DOCUMENT PASSAGE section start


[61]        The fact that Plaintiff was an upper-management employee also militates in favour of a notice period longer than six months.

[62]        The Court cannot ignore either that it is at the request of the Group that Plaintiff came to work in the Québec area although his decision to settle down there permanently is explained by purely personal motives.

[63]        Should he have been given a 24-month notice?

[64]        The Court thinks not.

[65]        At the time of his dismissal, Plaintiff was just 41 years old. He had left KPMG to join the Group to pursue other opportunities.

[66]        During the negotiations for his new contract of employment, Plaintiff was given the opportunity to go back to his old job in Dublin but refused for marital reasons. Unless he and his wife were willing to leave Canada, he had no other option but to work for IPL until such time as he obtained an open work permit or a permanent resident status. Hence, he cannot argue that he signed his new contract because of a long-term commitment on the part of IPL.

DOCUMENT PASSAGE section end

PARTS OF THE EXERCISE:
A: In the judgment passage on the dismissal notice period, swap "Court" for "judge" and write out everything from "[62]        The" down to "pursue other opportunities.".
B: Write the next part of the judgment on the dismissal notice period, beginning after its last sentence.
The items are separate material and not part of the judgment.

SUPPLIED MATERIAL section start

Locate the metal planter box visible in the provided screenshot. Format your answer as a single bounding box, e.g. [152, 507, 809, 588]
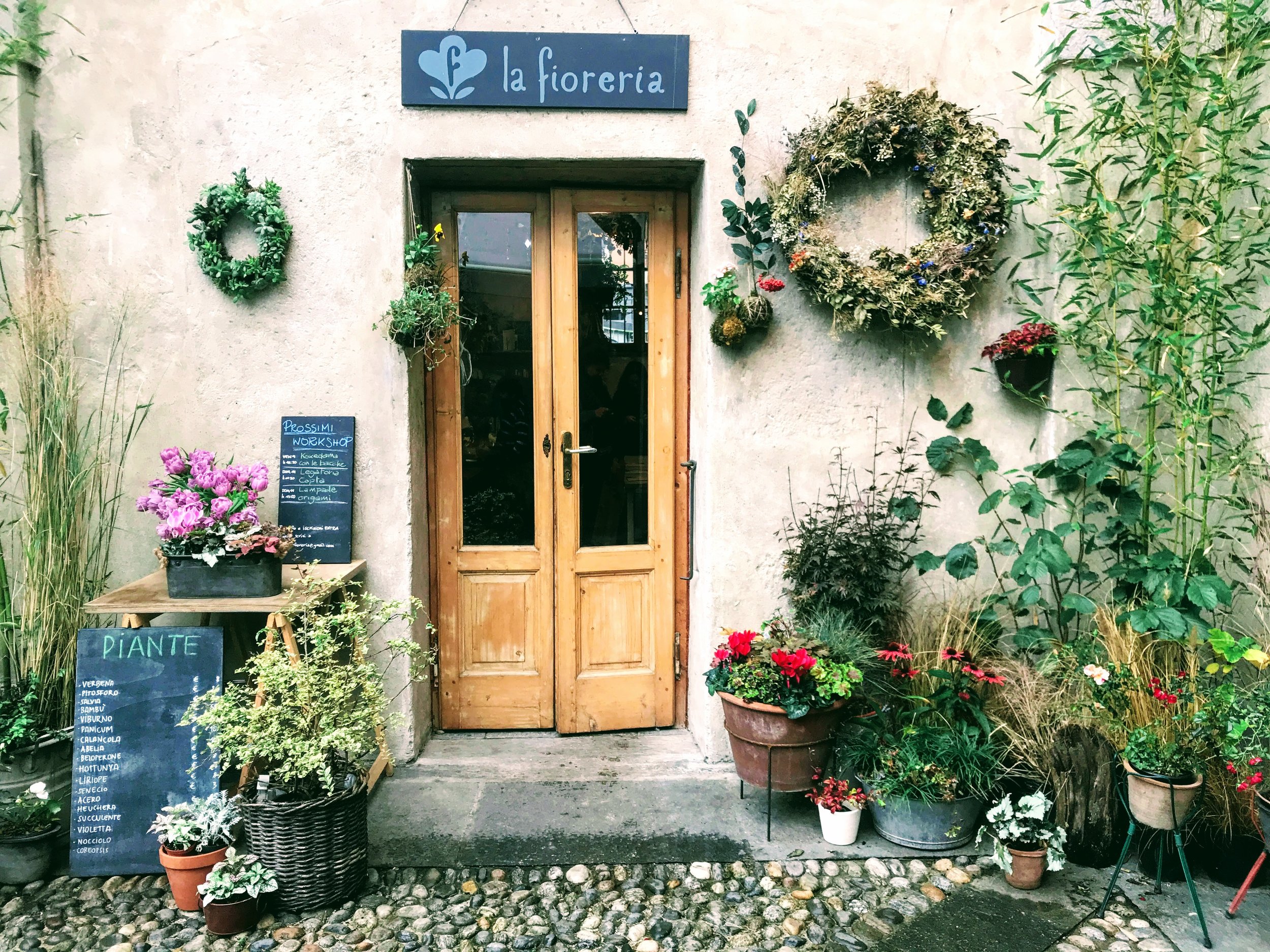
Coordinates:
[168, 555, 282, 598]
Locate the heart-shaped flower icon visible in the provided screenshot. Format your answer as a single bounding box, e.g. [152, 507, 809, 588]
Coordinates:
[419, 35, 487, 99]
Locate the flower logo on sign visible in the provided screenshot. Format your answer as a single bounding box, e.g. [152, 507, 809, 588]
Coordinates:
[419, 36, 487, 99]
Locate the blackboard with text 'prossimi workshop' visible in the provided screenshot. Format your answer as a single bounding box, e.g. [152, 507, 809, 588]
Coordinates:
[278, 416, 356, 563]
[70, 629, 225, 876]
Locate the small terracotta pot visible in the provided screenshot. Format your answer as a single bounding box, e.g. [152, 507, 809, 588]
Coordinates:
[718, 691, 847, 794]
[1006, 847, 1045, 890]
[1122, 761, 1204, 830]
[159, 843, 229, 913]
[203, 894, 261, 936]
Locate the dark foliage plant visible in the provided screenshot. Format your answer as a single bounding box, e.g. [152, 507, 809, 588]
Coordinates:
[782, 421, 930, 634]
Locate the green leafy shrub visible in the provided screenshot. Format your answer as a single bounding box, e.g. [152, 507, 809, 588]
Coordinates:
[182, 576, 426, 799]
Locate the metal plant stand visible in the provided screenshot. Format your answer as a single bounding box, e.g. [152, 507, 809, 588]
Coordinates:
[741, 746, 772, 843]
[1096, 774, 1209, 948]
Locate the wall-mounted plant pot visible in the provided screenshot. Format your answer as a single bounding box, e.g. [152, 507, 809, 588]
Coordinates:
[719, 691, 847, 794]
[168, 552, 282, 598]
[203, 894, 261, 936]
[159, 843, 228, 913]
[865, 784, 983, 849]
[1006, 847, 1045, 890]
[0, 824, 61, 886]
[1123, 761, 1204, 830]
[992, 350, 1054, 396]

SUPPLIED MATERIAL section end
SUPPLIED MATERIAL section start

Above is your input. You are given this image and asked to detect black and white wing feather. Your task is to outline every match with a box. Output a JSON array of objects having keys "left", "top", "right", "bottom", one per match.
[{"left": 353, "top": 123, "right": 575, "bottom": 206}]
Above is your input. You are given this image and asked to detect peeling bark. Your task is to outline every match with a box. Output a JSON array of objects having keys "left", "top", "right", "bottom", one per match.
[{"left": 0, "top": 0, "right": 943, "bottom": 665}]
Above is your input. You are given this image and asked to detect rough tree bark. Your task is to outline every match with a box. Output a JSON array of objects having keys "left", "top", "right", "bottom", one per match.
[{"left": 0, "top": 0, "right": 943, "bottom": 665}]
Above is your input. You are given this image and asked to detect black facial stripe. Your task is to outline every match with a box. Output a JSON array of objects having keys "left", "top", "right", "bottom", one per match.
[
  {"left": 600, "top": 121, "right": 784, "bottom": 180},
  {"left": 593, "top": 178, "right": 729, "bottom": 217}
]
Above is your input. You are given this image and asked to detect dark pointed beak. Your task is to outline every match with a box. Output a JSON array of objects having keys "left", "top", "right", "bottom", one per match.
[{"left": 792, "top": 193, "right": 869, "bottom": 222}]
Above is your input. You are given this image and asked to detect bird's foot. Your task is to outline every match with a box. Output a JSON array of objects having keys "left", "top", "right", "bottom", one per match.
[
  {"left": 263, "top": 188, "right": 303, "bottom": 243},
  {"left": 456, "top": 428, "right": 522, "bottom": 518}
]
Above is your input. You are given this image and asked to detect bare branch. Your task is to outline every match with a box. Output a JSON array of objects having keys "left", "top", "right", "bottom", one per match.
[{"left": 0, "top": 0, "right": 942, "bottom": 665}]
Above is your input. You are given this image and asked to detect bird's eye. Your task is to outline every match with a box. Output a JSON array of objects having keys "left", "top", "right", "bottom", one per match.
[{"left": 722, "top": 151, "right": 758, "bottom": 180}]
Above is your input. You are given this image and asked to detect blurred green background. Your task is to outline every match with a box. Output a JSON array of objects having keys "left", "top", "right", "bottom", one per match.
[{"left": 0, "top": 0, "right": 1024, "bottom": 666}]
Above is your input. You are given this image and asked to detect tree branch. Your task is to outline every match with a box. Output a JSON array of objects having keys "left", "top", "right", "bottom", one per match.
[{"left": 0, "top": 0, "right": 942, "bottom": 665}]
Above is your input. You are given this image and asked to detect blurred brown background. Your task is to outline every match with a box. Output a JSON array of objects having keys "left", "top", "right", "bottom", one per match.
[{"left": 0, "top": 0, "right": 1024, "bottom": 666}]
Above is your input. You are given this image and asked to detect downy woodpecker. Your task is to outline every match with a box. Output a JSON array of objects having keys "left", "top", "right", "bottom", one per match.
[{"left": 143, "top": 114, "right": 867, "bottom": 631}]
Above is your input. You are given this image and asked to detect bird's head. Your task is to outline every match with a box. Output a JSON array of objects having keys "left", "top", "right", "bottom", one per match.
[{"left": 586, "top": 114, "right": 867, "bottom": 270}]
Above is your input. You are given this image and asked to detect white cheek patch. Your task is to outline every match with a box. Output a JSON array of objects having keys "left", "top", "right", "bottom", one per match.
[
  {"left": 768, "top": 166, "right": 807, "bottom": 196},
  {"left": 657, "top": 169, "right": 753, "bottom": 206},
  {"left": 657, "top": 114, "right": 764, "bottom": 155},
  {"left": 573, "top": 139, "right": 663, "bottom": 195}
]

SUPPLIED MATERIAL section end

ANSWERS BELOW:
A:
[62]        The judge cannot ignore either that it is at the request of the Group that Plaintiff came to work in the Québec area although his decision to settle down there permanently is explained by purely personal motives.

[63]        Should he have been given a 24-month notice?

[64]        The judge thinks not.

[65]        At the time of his dismissal, Plaintiff was just 41 years old. He had left KPMG to join the Group to pursue other opportunities.

B:
[67]        Plaintiff’s situation is very different from that of a person who is enticed to leave a well-paid job with a long-time employer to join the ranks of another employer under the promise of a long-time commitment[27]. The fact that Plaintiff may have been led to believe by Mr. Walsh on September 7, 2020, that he would be given more important responsibilities in a near future does not justify either a more generous notice period. Indeed, at that time, his new contract had already been signed.

[68]        Furthermore, the facts of the present case differ from those of Aksich c. Canadian Pacific Railway[28] on which Plaintiff places great reliance. In that case, a 51-year-old belonging to the upper middle-management was awarded a 24-month notice period after having accumulated a total of 27 years of employment including 20 consecutive ones. This is a material distinction with the case at hand where the length of employment was much shorter.

[69]        All things considered, the Court is of the view that the particular circumstances of the present case warranted a ten-month notice period. At the time of his dismissal, it would have been reasonable to assume that Plaintiff needed a period of ten months to seek new employment and to obtain his permanent residency or at least an open work permit.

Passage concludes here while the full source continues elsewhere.